== TEXTE FOURNI

Des airs de Napoléon III
«La formule “Front populaire”, lancée par François Ruffin, est adaptée au moment. Elle est hyperclaire, on sait pourquoi elle a existé, quelles étaient les menaces à l’époque. Je ne dis pas ça pour dédouaner Emmanuel Macron, mais je ne trouve pas totalement absurde d’articuler la politique nationale aux élections européennes. La dernière fois que le contexte international a été aussi merdique, c’était pendant la guerre d’Espagne. A cette époque, ce qu’il se passait dans le monde pouvait avoir d’importantes répercussions en France. Malgré les tentatives confusionnistes de Michel Onfray, les gens voient encore à peu près ce qu’est le Front populaire : l’union des gauches contre la menace de l’extrême droite et le risque de guerre mondiale. Il y a aussi un contenu : les congés payés, la réduction du temps de travail… Ça nous ramène un peu à la loi retraite.

====
== DONNÉES ENREGISTRÉES

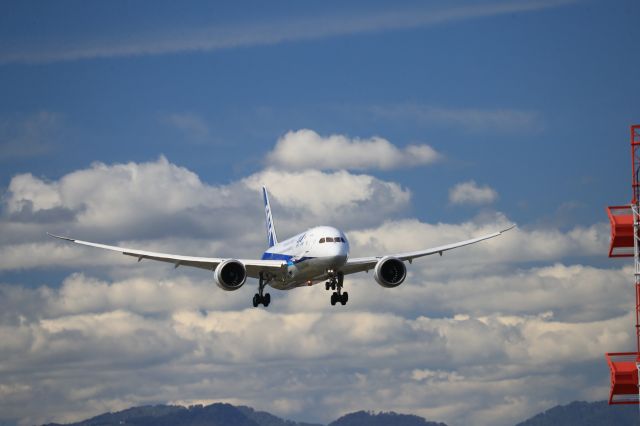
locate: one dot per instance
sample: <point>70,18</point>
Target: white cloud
<point>305,149</point>
<point>471,193</point>
<point>164,207</point>
<point>207,39</point>
<point>503,326</point>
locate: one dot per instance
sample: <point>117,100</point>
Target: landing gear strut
<point>259,297</point>
<point>335,283</point>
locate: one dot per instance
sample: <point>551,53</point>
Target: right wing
<point>360,264</point>
<point>254,266</point>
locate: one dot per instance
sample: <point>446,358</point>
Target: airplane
<point>320,254</point>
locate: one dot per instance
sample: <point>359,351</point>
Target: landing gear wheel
<point>260,297</point>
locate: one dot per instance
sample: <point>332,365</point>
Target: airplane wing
<point>253,266</point>
<point>360,264</point>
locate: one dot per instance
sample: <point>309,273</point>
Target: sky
<point>153,125</point>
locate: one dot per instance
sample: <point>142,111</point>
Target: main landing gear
<point>260,297</point>
<point>335,283</point>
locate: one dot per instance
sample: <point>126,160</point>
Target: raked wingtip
<point>60,237</point>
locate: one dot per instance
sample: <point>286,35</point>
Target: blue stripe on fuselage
<point>279,256</point>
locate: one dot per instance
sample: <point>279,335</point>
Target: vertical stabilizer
<point>272,239</point>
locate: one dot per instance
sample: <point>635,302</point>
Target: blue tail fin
<point>272,239</point>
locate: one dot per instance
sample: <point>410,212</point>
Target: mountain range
<point>575,413</point>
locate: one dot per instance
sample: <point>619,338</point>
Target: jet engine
<point>390,272</point>
<point>230,275</point>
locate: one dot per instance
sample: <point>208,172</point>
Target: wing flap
<point>254,266</point>
<point>360,264</point>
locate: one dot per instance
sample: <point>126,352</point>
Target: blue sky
<point>528,103</point>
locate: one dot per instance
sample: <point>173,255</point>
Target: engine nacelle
<point>230,275</point>
<point>390,272</point>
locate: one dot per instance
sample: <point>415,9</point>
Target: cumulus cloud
<point>306,149</point>
<point>163,207</point>
<point>87,338</point>
<point>508,326</point>
<point>471,193</point>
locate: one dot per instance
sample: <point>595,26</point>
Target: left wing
<point>360,264</point>
<point>253,266</point>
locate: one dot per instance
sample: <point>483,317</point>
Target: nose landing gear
<point>335,283</point>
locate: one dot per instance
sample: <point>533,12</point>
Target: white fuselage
<point>311,257</point>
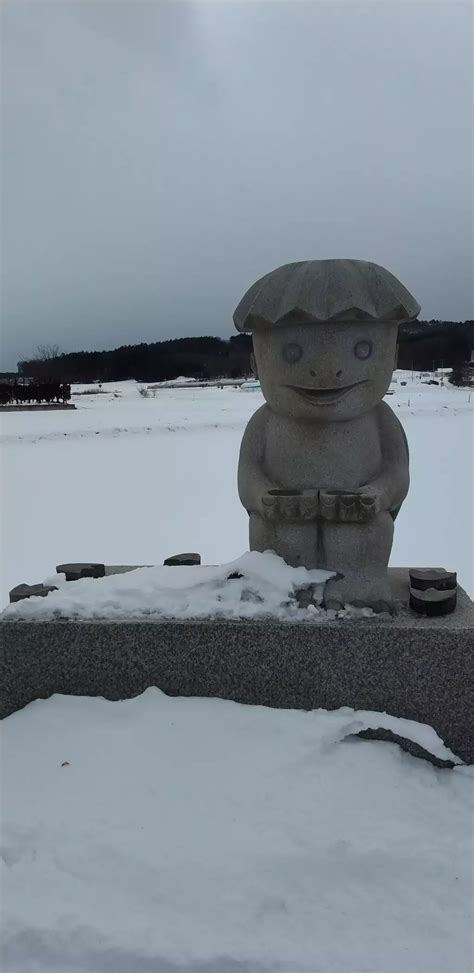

====

TRAVAIL DEMANDÉ:
1. D'après le texte sur le Front populaire, à quand remonte la dernière période où le contexte international était aussi mauvais qu'aujourd'hui ?
2. Poursuivez le texte sur le Front populaire à la suite de sa dernière phrase.
Ces données n'ont aucun lien avec le texte.

CORRIGÉ:
1. Elle remonte à la guerre d'Espagne.

2.
«Avec la dissolution, Emmanuel Macron se donne des airs de Napoléon III. Il veut être la figure autoritaire qui nous sauvera des autoritaires méchants, le Rassemblement national. Il ne va pas se faire proclamer empereur, mais on sent que derrière le projet, c’est ça : il y a une demande d’autorité, ce pays veut un chef, et c’est lui qui l’incarnera à merveille. C’est un moment bonapartiste de son point de vue. C’est sûrement foireux mais je pense que c’est le calcul.»